* AVAILABLE RECORDS:
______________________________

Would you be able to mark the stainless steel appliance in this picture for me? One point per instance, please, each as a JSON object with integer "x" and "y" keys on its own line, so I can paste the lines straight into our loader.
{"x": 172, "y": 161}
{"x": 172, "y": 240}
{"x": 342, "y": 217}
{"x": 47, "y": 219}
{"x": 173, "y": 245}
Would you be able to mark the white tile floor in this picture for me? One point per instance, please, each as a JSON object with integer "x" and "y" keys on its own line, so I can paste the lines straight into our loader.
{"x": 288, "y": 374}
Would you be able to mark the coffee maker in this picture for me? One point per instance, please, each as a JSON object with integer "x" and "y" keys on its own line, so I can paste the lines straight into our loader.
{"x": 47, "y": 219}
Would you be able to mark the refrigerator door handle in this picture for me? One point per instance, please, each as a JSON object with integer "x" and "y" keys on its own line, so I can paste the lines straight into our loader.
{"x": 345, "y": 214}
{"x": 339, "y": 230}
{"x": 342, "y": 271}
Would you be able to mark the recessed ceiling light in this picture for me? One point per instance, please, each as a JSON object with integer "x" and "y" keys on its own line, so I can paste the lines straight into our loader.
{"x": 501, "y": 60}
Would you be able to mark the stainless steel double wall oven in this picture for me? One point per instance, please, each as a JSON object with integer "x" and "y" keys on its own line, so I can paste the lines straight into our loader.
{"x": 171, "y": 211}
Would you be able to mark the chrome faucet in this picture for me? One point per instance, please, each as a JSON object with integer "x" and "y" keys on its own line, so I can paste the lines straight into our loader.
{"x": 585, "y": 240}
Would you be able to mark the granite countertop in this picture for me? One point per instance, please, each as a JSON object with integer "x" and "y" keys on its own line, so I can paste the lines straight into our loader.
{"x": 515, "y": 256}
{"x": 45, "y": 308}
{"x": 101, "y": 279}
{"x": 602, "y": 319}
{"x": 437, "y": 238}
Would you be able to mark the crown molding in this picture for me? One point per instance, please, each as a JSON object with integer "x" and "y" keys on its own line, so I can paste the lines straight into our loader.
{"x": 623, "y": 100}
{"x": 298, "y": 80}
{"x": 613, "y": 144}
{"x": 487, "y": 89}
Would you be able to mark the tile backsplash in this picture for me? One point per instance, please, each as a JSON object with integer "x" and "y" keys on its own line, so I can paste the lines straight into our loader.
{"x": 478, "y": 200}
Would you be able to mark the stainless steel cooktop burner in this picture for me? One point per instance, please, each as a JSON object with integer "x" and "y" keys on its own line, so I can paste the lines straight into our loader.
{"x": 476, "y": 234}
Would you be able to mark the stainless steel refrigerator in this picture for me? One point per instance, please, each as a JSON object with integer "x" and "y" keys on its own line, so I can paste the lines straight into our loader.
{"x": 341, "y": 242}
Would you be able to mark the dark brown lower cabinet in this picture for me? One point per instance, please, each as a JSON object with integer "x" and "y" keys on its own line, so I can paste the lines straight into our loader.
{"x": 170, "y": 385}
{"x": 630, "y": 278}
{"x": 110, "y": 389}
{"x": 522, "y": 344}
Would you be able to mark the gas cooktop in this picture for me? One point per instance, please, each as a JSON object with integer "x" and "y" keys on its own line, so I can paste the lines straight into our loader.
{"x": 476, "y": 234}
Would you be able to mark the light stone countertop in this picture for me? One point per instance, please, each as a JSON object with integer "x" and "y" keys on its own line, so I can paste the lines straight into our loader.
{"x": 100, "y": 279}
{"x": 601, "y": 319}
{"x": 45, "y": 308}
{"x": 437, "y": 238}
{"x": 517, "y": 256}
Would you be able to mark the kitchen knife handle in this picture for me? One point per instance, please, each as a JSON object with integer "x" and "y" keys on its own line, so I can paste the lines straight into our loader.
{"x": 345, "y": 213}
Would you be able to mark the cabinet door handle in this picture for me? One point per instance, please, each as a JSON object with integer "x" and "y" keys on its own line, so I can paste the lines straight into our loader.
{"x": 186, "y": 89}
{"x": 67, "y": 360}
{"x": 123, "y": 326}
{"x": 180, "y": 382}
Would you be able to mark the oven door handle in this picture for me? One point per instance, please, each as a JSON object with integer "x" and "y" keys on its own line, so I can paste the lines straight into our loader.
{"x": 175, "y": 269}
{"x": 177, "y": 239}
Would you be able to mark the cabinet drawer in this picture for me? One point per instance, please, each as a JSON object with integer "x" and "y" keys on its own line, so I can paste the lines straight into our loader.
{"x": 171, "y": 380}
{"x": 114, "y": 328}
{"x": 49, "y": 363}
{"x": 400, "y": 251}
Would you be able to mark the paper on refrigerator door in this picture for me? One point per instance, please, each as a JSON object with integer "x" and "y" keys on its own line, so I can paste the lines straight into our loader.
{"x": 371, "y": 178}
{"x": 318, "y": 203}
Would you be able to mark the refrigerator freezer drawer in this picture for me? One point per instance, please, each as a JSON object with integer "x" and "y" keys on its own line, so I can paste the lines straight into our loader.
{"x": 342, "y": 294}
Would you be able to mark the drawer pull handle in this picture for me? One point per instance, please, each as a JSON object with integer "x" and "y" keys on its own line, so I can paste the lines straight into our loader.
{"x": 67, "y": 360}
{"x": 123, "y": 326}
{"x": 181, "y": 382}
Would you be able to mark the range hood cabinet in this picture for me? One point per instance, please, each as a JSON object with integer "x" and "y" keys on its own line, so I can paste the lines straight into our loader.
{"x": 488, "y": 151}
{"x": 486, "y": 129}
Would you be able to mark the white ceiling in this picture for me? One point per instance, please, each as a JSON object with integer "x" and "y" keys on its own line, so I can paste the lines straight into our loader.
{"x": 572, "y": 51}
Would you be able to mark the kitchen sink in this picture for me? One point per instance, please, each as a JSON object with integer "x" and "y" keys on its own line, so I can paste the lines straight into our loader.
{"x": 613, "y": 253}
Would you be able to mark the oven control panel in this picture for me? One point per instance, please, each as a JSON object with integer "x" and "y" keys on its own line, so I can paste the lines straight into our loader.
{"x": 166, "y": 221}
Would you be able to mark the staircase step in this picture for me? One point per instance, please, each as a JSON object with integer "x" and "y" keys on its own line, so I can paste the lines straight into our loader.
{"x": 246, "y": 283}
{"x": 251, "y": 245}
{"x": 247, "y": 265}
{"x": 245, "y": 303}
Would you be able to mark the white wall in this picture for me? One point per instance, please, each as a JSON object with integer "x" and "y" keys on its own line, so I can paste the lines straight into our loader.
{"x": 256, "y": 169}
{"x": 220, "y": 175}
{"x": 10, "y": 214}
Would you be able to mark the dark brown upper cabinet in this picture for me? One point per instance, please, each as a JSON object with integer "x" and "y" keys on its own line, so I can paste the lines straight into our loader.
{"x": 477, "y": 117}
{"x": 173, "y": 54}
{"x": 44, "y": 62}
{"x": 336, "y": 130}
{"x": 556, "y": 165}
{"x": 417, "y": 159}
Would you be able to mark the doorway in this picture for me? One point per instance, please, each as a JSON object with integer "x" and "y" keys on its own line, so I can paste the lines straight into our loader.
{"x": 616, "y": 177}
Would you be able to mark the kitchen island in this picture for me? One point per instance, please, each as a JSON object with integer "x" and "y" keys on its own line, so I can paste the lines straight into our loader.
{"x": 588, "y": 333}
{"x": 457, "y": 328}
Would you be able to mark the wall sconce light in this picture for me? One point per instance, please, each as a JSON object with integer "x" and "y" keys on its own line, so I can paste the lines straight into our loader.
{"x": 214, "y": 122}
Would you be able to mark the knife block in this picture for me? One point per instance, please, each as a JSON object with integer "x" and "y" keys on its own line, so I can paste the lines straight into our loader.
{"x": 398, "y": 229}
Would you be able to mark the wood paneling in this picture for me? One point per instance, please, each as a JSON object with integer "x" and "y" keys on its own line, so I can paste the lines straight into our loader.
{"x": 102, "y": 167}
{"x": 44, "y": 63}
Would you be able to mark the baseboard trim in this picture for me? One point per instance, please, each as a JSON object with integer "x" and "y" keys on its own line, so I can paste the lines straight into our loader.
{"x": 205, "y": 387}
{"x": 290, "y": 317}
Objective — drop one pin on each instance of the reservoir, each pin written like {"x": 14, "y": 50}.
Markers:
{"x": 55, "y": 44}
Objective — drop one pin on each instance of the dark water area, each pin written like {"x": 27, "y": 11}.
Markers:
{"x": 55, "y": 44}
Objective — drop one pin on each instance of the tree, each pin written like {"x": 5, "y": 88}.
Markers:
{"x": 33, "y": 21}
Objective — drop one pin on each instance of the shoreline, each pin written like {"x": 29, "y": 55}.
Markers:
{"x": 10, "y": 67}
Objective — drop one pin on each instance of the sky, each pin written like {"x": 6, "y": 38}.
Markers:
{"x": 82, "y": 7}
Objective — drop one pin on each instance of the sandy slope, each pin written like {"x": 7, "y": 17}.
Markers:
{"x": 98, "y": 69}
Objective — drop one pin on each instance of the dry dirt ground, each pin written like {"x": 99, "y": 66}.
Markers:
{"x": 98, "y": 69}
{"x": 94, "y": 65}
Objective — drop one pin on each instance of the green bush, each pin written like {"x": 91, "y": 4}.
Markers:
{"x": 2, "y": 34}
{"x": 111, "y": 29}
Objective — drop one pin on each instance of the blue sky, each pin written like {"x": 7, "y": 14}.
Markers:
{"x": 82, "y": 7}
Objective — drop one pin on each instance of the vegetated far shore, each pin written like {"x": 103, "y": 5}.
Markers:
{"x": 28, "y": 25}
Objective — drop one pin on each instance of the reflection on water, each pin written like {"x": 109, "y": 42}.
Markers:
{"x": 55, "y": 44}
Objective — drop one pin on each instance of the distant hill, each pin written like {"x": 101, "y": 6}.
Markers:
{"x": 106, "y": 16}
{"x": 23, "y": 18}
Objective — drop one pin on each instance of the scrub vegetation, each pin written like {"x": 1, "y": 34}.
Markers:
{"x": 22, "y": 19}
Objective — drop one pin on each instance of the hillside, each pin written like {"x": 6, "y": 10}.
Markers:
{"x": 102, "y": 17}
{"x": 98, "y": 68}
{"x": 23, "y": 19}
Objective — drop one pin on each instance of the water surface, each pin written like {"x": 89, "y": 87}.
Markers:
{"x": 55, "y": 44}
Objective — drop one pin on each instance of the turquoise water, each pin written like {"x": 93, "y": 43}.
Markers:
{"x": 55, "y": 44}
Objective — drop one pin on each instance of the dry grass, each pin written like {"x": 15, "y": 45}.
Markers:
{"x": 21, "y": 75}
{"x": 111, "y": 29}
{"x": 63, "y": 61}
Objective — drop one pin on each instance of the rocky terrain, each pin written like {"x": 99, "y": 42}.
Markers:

______________________________

* PROBLEM TO SOLVE:
Copy only the stretch running from the line containing "Objective — drop one pin on each instance of the scrub" to the final line of the entries, both ends included, exactly as it stands.

* CORRECT RESPONSE:
Objective — drop one pin on each instance of the scrub vegetation, each pin written like {"x": 1, "y": 34}.
Markers:
{"x": 22, "y": 19}
Objective — drop one pin on each instance of the hillside, each pin written like {"x": 6, "y": 10}.
Markers:
{"x": 102, "y": 17}
{"x": 98, "y": 68}
{"x": 23, "y": 19}
Objective — drop one pin on each instance of the water surface, each pin written like {"x": 89, "y": 87}.
Markers:
{"x": 55, "y": 44}
Objective — drop one pin on each instance of the turquoise water, each pin written like {"x": 93, "y": 43}.
Markers:
{"x": 55, "y": 44}
Objective — drop one pin on each instance of the dry grass, each pin written like {"x": 15, "y": 45}.
Markers:
{"x": 21, "y": 75}
{"x": 111, "y": 29}
{"x": 63, "y": 61}
Objective — drop one pin on each instance of the rocky terrain, each pin written like {"x": 99, "y": 42}.
Markers:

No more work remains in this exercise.